But if Putin appears to be on a roll, how is he holding a losing hand?
The Russians have planted their red line for the United States, Israel, and the West on the Syrian border. The line is deep but narrow, and they have alienated large swaths of Arab and Sunni Muslim (not even close to the same thing) opinion. The reason countries have imperial allies is to keep things from getting out of hand. Putin may think he’s got a reputation as an ally who will do anything for his client — a presumed good thing — but he’s actually developing a reputation as one for whom no amount of killing of his allies or by his allies is too much.
No one wants to be Russia’s friend except Iran, and Iran’s stock is falling rapidly in a region that was already skeptical about Persian, as well as Shiite, hegemony. It was one thing for Arab countries plus Turkey to form at least a rhetorically united front with the Mullahs when Iran proclaimed the battle against “The Great Satan” and “The Little Satan.” But Iran is battling Sunni Muslim Arabs now, and that’s something else.
Furthermore, the war in Syria won’t end in Syria. Even if Assad regains control of every inch of territory (not likely), the ongoing Sunni-Shiite expansionist war will continue. Even if Assad kills or exiles every single Sunni Islamist (even less likely), they will migrate to Turkey, Jordan, Lebanon, Iraq, the Gulf States, the Stans, and yes, back to the Caucasus where they represent Putin’s greatest fear.
Israel’s red lines are the transfer of weapons systems, representing a broad understanding of the transnational nature of the war. The Obama administration has sort of pinkish lines that support Israel’s maintenance of its lines, but serve mainly to keep the U.S. out of another war in a Muslim country. Russia has the worst of red lines: like King Cnut, Putin is trying to stop the tide of Sunni-Shiite fighting within the borders of Syria, where he plans to control the outcome.
In 1982, Hafez Assad killed perhaps 40,000 Syrians in Hama in an attempt to bury the Muslim Brotherhood. But the Brotherhood emerged like cicadas 30 years later. How many remain in Chechnya, Dagestan, and Ossetia, waiting for an opportunity to rise?

- Data segment:
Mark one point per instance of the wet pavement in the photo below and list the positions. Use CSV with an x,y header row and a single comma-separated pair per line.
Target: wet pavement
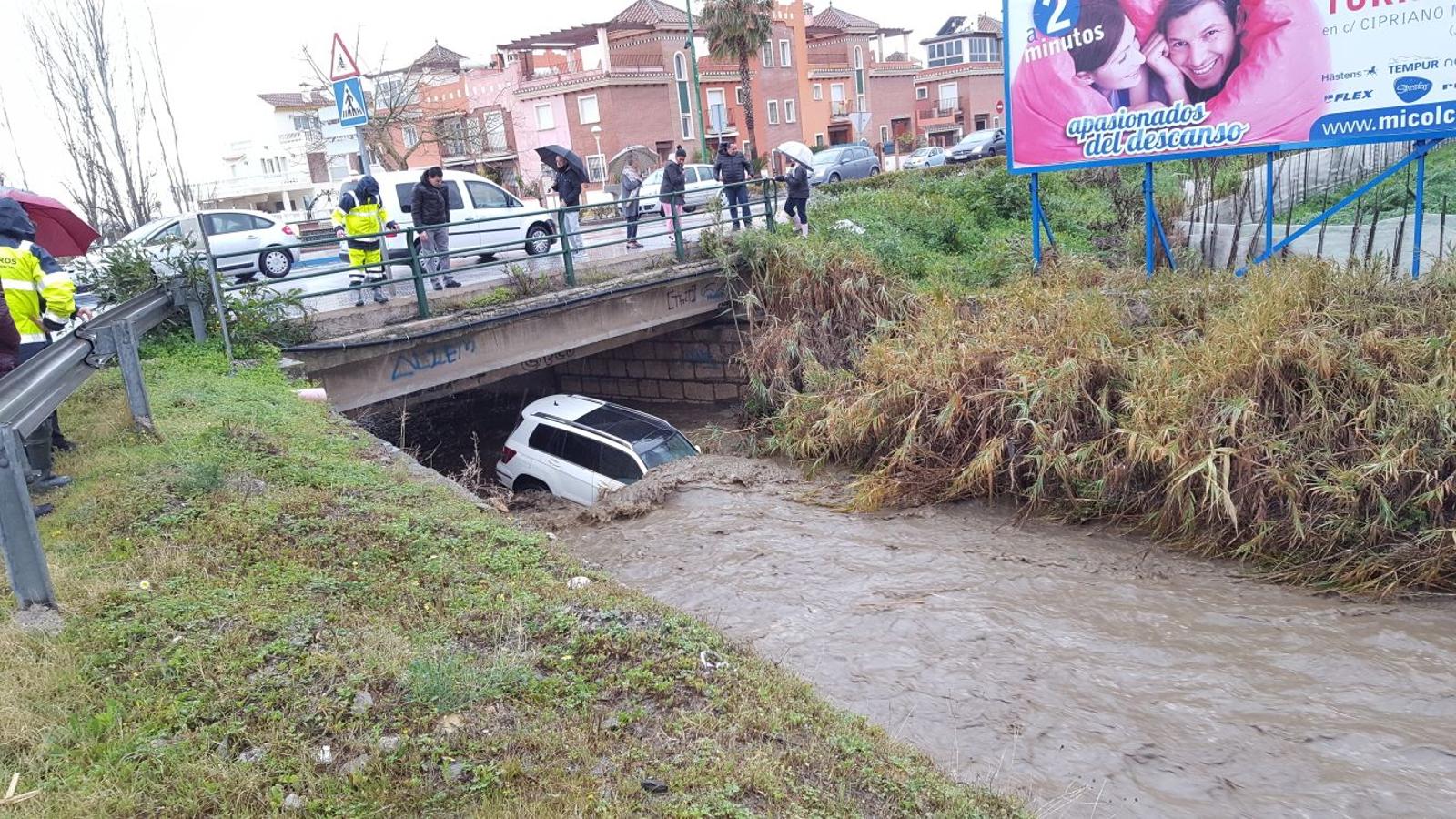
x,y
1091,672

- Problems and tasks:
(1) From the commentary on Putin and Syria, quote the stretch from "No one wants" through "that’s something else.".
(2) Answer these from the commentary on Putin and Syria:
(a) In what year did Hafez Assad kill perhaps 40,000 Syrians in Hama?
(b) Which country does the text say is the only one that wants to be Russia's friend?
(c) What are Israel's red lines, according to the text?
(3) Using the commentary on Putin and Syria, explain why it says the war in Syria won't end in Syria. Answer in one to three sentences.

- Answer list:
(1)
No one wants to be Russia’s friend except Iran, and Iran’s stock is falling rapidly in a region that was already skeptical about Persian, as well as Shiite, hegemony. It was one thing for Arab countries plus Turkey to form at least a rhetorically united front with the Mullahs when Iran proclaimed the battle against “The Great Satan” and “The Little Satan.” But Iran is battling Sunni Muslim Arabs now, and that’s something else.

(2)
(a) 1982
(b) Iran
(c) The transfer of weapons systems

(3) Even if Assad regains control of all the territory, the ongoing Sunni-Shiite expansionist war will continue. Even if he kills or exiles every Sunni Islamist, they will migrate to Turkey, Jordan, Lebanon, Iraq, the Gulf States, the Stans, and back to the Caucasus.